Texte extrait >>

+===+

Il y a différentes visions du « développement » et des causes de mal développement : allant de la droite à la gauche et à ce qui relève plus de ce que j’appellerais, pour faire simple (un peu à tord, il y a de tout dans la société civile) « la société civile engagée et en réflexion »… Et non, il y a plein d’ONG dont le but n’est absolument pas de faire rentrer les gens dans l’économie de marché. La défense des peuples indigènes, de leurs droits et valeurs, la lutte contre le brevetage du vivant, l’appui à une souveraineté alimentaire locale, à une agriculture qui respecte aussi le droit coutumier africain etc etc plutôt que tout au « marché » le montrent assez. On pourrait aussi parler de l’appui aux (à la création de) syndicats, de l’aide aux paysans sans terre qui s’installent – non sans conflits et dangers — sur des terres non cultivées par les gros propriétaires en profitant de loi sur la réforme agraire, Ces ONG appuyent aussi tout simplement les projets qui sont demandés par la population, même si ça implique de devoir parlementer avec un fonctionnaire qui ne comprend pas que non, ils ne veulent pas d’un tracteur qui les rendra dépendant du pétrole, mais de la culture attelée. Mais s’ils veulent pouvoir mieux s’organiser pour conserver leurs poissons pour pouvoir aller le vendre à la halle aux poissons du coin, c’est LEUR demande.

+===+

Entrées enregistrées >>
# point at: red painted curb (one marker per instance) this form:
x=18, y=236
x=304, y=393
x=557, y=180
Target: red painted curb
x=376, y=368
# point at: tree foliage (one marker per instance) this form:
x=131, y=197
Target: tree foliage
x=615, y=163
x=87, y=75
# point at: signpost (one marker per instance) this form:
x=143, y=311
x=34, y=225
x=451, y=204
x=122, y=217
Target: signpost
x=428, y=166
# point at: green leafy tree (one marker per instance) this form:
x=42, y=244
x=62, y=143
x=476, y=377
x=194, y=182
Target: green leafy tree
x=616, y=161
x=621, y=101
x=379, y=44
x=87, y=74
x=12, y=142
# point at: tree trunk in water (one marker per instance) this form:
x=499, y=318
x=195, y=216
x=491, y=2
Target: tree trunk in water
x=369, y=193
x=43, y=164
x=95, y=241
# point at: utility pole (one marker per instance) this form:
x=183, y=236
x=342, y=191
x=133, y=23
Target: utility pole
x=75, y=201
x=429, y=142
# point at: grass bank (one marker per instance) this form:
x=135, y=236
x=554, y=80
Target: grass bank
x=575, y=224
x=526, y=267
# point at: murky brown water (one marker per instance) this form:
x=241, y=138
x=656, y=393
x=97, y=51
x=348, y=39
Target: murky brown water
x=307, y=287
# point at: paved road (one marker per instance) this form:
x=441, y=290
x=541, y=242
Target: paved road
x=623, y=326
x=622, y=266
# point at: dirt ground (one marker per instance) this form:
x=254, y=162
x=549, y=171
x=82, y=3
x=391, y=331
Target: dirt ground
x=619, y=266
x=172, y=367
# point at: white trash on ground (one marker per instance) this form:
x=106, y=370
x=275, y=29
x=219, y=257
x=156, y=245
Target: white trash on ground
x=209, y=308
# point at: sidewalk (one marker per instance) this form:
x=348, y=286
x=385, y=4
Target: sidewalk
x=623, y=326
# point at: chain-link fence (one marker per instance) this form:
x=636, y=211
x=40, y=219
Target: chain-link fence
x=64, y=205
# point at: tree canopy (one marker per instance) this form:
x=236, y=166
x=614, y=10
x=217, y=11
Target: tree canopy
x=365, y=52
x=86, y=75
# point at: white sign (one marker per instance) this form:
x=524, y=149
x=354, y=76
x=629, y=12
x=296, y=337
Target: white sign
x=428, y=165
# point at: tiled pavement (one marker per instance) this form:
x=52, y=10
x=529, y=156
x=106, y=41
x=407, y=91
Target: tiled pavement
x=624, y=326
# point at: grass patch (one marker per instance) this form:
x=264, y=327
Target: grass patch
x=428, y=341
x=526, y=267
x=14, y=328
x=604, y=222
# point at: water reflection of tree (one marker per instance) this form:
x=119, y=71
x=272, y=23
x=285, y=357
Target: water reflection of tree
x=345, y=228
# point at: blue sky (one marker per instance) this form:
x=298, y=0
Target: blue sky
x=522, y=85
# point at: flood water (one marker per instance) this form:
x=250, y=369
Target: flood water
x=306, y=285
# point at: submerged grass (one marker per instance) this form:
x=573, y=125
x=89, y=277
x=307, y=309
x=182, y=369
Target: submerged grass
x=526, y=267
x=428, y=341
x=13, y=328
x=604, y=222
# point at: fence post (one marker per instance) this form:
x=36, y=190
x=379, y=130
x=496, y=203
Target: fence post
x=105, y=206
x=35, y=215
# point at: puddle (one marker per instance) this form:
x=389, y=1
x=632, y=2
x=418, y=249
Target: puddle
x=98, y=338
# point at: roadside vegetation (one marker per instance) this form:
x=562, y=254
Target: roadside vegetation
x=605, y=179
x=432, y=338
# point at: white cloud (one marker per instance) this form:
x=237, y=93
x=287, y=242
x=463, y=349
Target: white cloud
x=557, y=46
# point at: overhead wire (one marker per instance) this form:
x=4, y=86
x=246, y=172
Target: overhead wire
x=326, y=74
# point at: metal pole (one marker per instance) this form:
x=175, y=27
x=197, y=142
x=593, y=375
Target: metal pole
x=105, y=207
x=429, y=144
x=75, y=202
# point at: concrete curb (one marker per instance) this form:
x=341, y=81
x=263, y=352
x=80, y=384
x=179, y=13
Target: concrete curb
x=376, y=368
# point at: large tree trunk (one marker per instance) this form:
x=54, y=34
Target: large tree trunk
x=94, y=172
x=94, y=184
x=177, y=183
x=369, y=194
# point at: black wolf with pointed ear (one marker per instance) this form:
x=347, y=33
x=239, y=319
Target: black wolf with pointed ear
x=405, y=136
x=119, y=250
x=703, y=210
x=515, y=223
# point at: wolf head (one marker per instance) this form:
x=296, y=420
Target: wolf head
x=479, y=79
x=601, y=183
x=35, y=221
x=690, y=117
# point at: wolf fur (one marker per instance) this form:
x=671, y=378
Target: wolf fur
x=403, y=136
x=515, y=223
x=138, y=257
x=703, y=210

+===+

Énoncé écrit >>
Relevez toutes les actions énumérées dans la phrase du texte extrait qui se termine par « le montrent assez ». Appuyez-vous uniquement sur le texte extrait.

Réponse ci-dessous >>
- La défense des peuples indigènes, de leurs droits et valeurs
- La lutte contre le brevetage du vivant
- L'appui à une souveraineté alimentaire locale
- L'appui à une agriculture qui respecte aussi le droit coutumier africain